* **Given text**
- - - - - - -
Sunday, May 1, 2016

How to Pickle Mushrooms

I was enjoying the book Dining with William Shakespeare by Madge Lorwin, which I wrote about in a previous post, "My Salmon is Soused..." when I came across (on page 18) a recipe called "How to Pickle Mushrooms."  

The original recipe was cited as from William Rabisha's The whole Body of Cookery Dissected.

Actually the full title of the book is The Whole Body of Cookery Dissected, Taught and Fully Manifested, Methodically, Artificially, and According to the Best Tradition of the English, French, Italian, Dutch, &c., Or, A Sympathy of All Varieties in Natural Compounds in that Mysterie, which amuses me to no end.  I think today we would use the word "artfully" instead of "artificially".  

You can download a PDF of this book consisting of scanned images at

Image taken from the Library of Congress Rare Books Collection
This is the 1673 edition.  The first edition arrived in 1661 and four more editions were published over the next 20 years.  You can purchase facsimile print copies, mostly of the 1682 edition.  Once I had downloaded the Library of Congress file of the 1673 version, I found the recipe on page 2 of Book I, right after "How to Pickle Cowcumbers."

Mr. Rabisha presents himself as a person who was raised right and was trained in the art of cooking. He was a master cook in England and in foreign places to ambassadors and nobles alike.  He wished to share his "small endeavors" with the public in hopes of assisting the young "Practitioners" of the art.
- - - - - - -
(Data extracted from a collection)
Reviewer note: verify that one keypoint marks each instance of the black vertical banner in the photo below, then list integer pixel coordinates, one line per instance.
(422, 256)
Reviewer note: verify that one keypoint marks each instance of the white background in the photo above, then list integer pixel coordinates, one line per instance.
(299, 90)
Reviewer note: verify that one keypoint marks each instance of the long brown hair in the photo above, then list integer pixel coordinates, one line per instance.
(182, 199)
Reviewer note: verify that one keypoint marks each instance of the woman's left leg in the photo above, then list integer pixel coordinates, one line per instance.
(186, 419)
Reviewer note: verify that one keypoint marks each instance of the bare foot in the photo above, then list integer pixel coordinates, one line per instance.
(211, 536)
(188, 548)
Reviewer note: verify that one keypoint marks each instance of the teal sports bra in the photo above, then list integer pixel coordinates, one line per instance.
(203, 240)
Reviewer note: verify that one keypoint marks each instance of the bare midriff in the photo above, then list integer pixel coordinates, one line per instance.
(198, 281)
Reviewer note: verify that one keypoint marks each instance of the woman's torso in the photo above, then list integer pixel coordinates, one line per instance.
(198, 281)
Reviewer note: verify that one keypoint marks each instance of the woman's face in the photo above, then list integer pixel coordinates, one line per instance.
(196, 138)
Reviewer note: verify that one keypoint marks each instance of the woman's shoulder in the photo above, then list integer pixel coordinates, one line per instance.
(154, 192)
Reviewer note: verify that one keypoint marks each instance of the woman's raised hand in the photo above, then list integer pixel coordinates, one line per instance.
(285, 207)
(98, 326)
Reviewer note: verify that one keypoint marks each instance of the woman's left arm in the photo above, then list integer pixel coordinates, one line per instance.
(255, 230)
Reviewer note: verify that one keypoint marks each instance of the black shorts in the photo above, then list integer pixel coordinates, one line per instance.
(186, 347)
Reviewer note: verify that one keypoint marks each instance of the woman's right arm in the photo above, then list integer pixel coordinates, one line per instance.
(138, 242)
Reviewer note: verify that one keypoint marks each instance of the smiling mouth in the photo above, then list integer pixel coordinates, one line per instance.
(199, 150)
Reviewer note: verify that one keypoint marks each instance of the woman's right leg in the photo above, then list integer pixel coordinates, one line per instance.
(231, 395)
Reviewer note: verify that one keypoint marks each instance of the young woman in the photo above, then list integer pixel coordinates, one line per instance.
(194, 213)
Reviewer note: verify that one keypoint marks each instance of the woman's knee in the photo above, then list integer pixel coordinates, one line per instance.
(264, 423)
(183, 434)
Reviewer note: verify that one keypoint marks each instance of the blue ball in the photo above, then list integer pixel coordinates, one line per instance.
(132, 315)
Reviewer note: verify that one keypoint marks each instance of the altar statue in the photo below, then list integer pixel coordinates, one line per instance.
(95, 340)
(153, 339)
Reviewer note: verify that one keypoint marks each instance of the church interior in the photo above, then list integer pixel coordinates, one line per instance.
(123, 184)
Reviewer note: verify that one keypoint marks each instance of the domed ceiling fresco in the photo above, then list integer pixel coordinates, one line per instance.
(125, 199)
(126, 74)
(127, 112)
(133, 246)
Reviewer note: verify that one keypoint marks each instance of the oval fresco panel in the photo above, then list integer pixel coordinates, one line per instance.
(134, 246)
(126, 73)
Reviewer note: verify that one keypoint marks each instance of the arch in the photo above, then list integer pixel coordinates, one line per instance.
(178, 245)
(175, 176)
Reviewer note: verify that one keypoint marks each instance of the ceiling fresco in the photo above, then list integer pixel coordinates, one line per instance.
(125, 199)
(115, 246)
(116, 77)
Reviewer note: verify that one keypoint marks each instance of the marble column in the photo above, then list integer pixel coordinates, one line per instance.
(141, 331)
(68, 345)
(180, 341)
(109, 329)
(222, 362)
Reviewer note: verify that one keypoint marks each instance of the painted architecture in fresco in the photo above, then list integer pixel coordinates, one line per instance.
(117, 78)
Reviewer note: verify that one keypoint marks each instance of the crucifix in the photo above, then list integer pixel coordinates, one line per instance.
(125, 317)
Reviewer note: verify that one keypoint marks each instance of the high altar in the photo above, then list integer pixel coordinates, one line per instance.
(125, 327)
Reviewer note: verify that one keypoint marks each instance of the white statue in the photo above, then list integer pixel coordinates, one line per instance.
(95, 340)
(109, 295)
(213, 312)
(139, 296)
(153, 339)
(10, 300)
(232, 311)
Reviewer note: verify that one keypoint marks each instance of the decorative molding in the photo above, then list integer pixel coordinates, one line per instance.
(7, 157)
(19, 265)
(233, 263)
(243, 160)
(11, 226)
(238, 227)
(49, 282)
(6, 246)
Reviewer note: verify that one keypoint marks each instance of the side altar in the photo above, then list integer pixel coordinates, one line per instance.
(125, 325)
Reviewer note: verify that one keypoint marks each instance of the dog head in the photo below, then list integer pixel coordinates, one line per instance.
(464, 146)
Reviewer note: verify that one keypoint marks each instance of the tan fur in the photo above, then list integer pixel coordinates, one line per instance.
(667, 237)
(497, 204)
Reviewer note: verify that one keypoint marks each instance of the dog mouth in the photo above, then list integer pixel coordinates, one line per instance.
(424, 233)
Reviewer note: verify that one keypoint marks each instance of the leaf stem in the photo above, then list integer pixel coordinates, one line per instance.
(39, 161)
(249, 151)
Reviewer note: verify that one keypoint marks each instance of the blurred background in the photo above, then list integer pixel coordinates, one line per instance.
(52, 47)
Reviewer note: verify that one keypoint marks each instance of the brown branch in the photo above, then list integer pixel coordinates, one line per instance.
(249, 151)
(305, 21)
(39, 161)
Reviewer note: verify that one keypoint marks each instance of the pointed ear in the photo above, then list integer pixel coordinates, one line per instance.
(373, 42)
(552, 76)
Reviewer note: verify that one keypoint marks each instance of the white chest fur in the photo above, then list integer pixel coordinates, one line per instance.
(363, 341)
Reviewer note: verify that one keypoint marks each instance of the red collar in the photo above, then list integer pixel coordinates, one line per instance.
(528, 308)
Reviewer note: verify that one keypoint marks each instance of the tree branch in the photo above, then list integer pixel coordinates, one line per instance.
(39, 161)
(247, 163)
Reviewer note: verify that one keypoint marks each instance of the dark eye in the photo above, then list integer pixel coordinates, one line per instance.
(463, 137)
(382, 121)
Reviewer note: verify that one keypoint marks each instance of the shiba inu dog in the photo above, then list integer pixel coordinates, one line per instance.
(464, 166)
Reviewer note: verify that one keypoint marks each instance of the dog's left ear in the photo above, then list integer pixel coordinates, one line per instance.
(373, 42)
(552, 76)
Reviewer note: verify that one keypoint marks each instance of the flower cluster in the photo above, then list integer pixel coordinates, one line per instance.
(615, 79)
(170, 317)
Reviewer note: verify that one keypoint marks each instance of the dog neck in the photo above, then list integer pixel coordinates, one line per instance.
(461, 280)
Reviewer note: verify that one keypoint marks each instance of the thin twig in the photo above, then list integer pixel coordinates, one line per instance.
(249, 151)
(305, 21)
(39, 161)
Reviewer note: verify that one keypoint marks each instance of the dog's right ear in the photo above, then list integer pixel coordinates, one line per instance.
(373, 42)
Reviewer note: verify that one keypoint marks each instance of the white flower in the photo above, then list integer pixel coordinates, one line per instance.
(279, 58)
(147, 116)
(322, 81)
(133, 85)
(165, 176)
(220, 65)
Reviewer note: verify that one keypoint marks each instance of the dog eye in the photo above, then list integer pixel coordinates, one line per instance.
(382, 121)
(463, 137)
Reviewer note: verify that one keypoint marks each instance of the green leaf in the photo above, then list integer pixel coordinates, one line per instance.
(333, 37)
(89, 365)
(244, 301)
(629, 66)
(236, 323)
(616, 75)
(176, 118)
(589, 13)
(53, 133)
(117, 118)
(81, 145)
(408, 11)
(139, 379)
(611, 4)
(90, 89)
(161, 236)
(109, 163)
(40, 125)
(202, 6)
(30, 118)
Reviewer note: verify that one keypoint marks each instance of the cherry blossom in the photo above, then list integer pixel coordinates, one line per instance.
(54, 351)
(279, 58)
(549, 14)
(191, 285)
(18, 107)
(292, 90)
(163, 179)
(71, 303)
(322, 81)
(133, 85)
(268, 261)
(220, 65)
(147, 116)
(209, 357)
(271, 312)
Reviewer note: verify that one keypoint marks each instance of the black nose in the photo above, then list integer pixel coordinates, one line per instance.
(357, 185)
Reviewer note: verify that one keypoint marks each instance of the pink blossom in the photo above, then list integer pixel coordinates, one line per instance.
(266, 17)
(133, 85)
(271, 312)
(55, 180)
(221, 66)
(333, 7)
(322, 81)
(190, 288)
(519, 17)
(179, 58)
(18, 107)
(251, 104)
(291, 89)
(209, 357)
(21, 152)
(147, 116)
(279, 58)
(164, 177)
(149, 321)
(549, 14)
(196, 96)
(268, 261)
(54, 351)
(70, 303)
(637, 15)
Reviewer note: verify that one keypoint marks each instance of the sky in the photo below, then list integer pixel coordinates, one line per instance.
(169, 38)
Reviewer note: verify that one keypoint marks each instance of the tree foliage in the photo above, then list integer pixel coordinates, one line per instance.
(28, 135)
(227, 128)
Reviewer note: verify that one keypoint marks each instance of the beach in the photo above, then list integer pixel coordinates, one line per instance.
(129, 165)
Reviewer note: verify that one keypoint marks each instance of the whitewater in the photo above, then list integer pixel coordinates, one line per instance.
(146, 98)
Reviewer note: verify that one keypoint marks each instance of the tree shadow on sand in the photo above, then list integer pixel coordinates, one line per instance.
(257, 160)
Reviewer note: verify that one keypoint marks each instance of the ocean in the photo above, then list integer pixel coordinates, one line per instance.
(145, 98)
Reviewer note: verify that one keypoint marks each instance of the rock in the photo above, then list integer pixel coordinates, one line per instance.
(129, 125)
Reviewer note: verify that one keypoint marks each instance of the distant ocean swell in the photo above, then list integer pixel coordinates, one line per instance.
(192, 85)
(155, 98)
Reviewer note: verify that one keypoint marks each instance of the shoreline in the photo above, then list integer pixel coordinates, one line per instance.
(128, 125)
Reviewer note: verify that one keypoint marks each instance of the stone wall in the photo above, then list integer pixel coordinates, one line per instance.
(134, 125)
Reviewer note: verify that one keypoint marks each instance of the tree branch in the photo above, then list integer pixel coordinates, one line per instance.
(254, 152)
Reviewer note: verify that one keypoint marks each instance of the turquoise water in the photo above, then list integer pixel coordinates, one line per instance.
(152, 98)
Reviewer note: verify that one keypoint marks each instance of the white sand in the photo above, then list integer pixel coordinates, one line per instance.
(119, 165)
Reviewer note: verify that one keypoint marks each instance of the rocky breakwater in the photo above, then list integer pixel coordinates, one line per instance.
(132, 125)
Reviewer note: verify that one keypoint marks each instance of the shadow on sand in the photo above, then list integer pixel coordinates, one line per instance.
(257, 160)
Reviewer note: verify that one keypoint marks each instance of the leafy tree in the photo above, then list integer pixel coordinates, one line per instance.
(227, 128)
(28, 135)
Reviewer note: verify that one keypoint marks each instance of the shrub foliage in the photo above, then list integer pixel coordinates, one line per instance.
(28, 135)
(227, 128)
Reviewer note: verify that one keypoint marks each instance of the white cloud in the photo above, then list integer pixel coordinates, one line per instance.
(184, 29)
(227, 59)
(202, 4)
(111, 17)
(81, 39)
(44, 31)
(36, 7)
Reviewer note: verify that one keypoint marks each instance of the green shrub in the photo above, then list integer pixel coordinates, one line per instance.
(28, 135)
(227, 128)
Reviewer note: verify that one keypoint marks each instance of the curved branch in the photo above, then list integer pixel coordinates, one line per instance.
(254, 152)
- - - - - - -
* **Written tasks**
a) From the blog post on pickling mushrooms, quote everything from "Mr. Rabisha presents" down to "of the art.".
b) How many lines of the rows contain the string "blossom"? Give only the number.

* **Expected results**
a)
Mr. Rabisha presents himself as a person who was raised right and was trained in the art of cooking. He was a master cook in England and in foreign places to ambassadors and nobles alike.  He wished to share his "small endeavors" with the public in hopes of assisting the young "Practitioners" of the art.

b) 2